▸ STATED EXERCISE
Starting at the first line of the listing and stopping after the line that contains "84,129,129,223", reproduce every line, adding 68 to each bounding-box coordinate that stands on a line of its own. Leave all other text unchanged, including the format sample.

-------

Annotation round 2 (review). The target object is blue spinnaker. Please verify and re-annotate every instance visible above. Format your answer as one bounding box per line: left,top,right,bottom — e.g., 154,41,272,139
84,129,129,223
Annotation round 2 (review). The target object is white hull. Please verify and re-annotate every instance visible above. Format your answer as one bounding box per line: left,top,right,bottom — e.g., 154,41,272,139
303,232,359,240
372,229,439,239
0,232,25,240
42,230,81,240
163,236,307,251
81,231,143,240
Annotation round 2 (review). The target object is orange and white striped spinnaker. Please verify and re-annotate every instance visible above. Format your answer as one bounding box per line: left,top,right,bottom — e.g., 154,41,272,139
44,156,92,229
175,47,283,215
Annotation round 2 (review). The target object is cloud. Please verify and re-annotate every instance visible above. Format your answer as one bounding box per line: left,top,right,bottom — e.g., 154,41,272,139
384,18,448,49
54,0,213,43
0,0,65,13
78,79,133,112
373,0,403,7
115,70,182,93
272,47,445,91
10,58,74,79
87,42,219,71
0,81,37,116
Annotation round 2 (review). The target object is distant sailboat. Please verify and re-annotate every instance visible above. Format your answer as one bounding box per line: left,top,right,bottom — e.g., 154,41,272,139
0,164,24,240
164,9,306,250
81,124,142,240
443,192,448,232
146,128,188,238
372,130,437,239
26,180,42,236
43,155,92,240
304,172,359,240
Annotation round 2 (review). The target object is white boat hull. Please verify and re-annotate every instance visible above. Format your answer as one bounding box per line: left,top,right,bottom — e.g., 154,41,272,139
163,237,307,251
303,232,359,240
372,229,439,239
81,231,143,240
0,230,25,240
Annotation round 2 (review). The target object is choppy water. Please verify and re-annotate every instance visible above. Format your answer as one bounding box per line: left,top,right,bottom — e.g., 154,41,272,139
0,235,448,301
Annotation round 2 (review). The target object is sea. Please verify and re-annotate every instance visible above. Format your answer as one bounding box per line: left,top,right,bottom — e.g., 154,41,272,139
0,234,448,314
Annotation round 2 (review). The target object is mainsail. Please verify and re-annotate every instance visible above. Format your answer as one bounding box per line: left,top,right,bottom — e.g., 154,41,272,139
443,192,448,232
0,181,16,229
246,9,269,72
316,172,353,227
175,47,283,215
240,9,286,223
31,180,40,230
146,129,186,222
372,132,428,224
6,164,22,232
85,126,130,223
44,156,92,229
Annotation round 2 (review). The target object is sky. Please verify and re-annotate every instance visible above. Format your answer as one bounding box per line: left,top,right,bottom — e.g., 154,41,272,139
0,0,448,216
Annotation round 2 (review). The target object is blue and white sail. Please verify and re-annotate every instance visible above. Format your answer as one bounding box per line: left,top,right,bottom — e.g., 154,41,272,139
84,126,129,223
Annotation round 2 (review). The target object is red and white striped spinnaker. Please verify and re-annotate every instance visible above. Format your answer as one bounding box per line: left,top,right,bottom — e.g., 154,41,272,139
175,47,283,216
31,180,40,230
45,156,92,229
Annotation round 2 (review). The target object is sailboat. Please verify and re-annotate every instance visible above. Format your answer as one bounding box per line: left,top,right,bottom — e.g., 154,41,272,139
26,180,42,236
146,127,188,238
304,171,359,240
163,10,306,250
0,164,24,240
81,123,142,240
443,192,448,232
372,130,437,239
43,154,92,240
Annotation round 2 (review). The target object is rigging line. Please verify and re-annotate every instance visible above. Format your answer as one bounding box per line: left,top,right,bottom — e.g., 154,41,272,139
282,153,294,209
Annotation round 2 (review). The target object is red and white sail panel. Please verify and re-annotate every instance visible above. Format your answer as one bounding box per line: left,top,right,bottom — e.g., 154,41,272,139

-------

▸ WRITTEN ANSWER
Annotation round 2 (review). The target object is blue spinnaker. Please verify and re-annotate every instance visible above. Format your answer as one bounding box per line: left,top,right,bottom — e.g., 154,41,272,139
152,197,197,291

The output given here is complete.